Requirements:
Repeat only the lines from the one holding "[indicate] the black" down to the last line of the listing below, including both of those lines.

>> START Supplied material

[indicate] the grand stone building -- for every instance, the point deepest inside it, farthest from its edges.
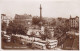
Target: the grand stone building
(25, 20)
(5, 19)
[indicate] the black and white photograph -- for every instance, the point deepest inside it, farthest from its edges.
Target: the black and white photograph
(40, 24)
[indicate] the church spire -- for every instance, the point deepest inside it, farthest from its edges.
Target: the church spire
(70, 16)
(40, 12)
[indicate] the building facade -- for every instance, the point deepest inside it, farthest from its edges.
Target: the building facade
(74, 23)
(5, 19)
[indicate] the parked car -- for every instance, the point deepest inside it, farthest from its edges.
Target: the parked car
(38, 45)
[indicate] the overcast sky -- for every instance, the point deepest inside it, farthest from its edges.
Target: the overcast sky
(50, 8)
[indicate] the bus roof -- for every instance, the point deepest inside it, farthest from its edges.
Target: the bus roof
(39, 43)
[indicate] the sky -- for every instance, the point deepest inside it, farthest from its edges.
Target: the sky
(50, 8)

>> END Supplied material

Worked answer:
[indicate] the black and white photograph -- for every instance, the point deepest inside it, farthest from its edges.
Target: the black and white photograph
(40, 24)
[indicate] the church spire -- for every instance, the point deepest inside it, farthest from its edges.
Target: the church spire
(70, 16)
(40, 12)
[indicate] the building facade -- for every instance, the point deepest inside it, farthest from its edges.
Target: the building facade
(74, 23)
(5, 19)
[indicate] the parked car -- for every instance, the point deepest inside it, farthest from its edges.
Target: the parked car
(38, 45)
[indicate] the overcast sky -- for every instance, the point deepest inside it, farthest from its edges.
Target: the overcast sky
(50, 8)
[indicate] the bus roof -- for every instance, the point deepest inside it, farthest from its edges.
Target: the bus roof
(39, 43)
[indicate] the sky -- for every instance, the point deepest inside it, farthest from its edges.
Target: the sky
(50, 8)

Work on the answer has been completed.